**** Provided material

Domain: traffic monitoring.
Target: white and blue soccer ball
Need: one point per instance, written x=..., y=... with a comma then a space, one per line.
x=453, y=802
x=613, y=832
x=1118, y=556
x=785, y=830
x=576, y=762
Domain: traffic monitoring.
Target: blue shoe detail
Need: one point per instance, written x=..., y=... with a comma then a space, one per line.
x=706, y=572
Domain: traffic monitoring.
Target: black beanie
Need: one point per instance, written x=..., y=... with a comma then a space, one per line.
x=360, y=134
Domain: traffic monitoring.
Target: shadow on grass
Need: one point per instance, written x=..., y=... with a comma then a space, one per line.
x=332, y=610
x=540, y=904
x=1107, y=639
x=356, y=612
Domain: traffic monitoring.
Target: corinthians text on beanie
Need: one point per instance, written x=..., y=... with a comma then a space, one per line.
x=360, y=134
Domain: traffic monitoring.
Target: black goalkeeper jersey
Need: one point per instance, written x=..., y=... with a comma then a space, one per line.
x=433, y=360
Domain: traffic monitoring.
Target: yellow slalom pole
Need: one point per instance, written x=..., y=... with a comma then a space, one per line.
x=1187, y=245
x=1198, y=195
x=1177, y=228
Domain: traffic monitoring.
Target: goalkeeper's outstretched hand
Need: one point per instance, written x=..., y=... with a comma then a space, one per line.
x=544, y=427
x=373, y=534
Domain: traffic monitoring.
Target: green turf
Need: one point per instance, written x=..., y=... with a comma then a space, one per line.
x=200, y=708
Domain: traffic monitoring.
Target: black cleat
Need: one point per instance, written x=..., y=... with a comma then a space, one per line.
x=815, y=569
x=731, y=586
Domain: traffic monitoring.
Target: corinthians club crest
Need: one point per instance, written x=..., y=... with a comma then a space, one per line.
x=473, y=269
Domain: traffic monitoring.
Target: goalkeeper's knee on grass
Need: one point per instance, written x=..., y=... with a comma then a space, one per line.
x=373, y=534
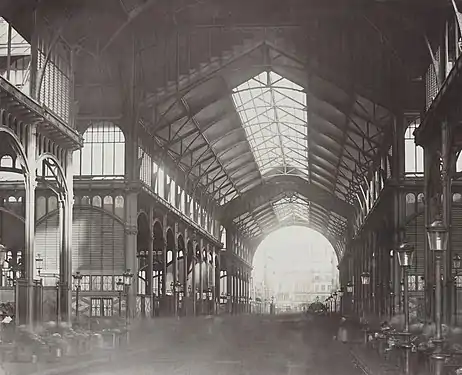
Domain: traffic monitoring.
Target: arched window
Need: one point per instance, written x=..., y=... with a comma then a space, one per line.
x=103, y=152
x=459, y=162
x=414, y=157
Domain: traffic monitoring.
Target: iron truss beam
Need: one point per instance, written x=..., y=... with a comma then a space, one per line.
x=278, y=185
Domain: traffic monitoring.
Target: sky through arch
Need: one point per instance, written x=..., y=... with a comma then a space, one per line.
x=291, y=250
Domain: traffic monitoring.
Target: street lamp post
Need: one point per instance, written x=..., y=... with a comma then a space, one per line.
x=456, y=264
x=78, y=278
x=120, y=287
x=127, y=281
x=365, y=281
x=438, y=240
x=350, y=289
x=340, y=294
x=405, y=257
x=335, y=302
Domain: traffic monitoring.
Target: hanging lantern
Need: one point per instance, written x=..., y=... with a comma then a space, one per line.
x=437, y=236
x=365, y=278
x=405, y=254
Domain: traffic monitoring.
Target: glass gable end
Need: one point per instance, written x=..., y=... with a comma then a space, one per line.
x=274, y=116
x=291, y=208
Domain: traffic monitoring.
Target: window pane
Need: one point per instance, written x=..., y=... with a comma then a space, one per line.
x=96, y=307
x=108, y=162
x=107, y=283
x=119, y=167
x=97, y=159
x=96, y=283
x=107, y=306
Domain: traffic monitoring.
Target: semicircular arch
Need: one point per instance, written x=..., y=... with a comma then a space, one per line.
x=17, y=146
x=61, y=175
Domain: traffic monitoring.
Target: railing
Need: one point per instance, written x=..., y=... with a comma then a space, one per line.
x=389, y=346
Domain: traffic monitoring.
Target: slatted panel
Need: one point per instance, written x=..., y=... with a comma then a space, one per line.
x=431, y=83
x=98, y=242
x=415, y=234
x=48, y=242
x=456, y=229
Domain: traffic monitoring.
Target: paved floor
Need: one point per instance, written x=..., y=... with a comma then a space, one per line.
x=249, y=345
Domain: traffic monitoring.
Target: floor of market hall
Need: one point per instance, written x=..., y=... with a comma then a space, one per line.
x=247, y=345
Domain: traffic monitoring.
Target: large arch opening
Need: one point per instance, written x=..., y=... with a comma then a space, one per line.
x=293, y=266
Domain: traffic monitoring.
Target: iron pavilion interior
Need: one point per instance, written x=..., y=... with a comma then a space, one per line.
x=147, y=148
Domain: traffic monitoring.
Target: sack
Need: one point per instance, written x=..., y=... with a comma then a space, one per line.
x=342, y=334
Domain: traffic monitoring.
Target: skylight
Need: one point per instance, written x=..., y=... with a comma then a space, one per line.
x=273, y=113
x=291, y=207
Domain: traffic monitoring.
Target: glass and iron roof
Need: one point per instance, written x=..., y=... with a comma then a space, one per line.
x=274, y=116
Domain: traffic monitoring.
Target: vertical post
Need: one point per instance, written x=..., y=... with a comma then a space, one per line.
x=201, y=279
x=63, y=263
x=120, y=303
x=77, y=301
x=229, y=286
x=193, y=276
x=131, y=231
x=438, y=357
x=150, y=265
x=68, y=218
x=175, y=272
x=447, y=204
x=407, y=369
x=164, y=265
x=34, y=56
x=30, y=223
x=58, y=302
x=8, y=52
x=185, y=273
x=428, y=257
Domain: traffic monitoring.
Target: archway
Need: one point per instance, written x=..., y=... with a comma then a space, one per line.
x=12, y=217
x=158, y=267
x=142, y=247
x=181, y=274
x=170, y=267
x=197, y=279
x=305, y=271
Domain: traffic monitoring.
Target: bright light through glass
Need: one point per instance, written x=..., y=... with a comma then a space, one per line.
x=294, y=208
x=273, y=113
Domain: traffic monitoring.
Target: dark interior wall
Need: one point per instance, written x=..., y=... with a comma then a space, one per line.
x=11, y=231
x=98, y=242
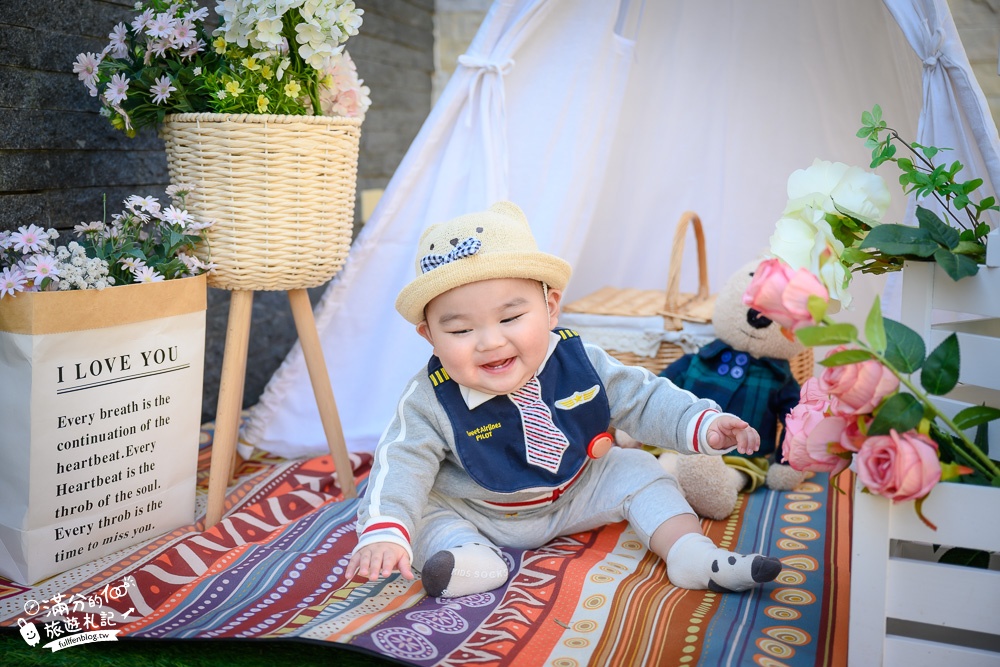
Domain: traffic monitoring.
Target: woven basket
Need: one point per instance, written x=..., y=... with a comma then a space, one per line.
x=674, y=306
x=280, y=189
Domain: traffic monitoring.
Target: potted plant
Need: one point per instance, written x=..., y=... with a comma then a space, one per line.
x=263, y=115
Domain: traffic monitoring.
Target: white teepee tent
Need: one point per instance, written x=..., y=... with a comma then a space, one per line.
x=604, y=121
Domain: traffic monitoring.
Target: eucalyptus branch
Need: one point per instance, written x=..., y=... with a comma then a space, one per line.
x=929, y=166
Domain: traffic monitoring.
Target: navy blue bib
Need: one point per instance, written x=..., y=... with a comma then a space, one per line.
x=489, y=439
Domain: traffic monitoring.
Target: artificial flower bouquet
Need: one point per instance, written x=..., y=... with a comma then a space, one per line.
x=866, y=408
x=265, y=56
x=146, y=242
x=832, y=225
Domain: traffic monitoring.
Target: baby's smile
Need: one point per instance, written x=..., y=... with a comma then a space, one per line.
x=498, y=365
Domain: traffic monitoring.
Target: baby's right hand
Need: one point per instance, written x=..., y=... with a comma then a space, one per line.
x=379, y=559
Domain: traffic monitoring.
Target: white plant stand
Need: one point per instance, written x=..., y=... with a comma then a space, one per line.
x=907, y=609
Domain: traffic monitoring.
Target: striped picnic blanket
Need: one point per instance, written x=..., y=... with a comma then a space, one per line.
x=274, y=568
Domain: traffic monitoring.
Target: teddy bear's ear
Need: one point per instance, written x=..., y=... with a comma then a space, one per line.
x=424, y=243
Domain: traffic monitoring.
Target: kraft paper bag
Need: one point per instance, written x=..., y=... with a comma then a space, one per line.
x=100, y=411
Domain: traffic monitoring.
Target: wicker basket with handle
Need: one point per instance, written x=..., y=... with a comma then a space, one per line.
x=280, y=188
x=673, y=306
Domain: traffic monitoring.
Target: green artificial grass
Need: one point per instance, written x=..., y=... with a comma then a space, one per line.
x=185, y=653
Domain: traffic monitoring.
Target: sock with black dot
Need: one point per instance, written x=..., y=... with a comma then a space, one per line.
x=695, y=562
x=465, y=570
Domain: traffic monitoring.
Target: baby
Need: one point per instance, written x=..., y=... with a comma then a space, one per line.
x=502, y=440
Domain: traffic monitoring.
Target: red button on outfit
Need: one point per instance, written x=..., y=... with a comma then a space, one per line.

********

Required work: Copy out the rows from the very beginning up to and including the line containing "x=356, y=612", keeping every line identical to the original.

Correct answer:
Domain: traffic monitoring.
Target: white and blue soccer ball
Need: one point per instance, written x=..., y=... with a comma then a space, one per line.
x=453, y=802
x=613, y=832
x=1118, y=556
x=785, y=830
x=576, y=762
Domain: traffic monitoring.
Target: blue shoe detail
Need: one point per instance, written x=..., y=... with a comma then a space, one per line.
x=706, y=572
Domain: traffic monitoring.
Target: black beanie
Need: one point per instance, written x=..., y=... with a comma then a space, one per line.
x=360, y=134
Domain: traffic monitoring.
Target: shadow on grass
Need: one point per instance, written x=..., y=... with a comma then a space, one per line.
x=332, y=610
x=540, y=904
x=1107, y=639
x=356, y=612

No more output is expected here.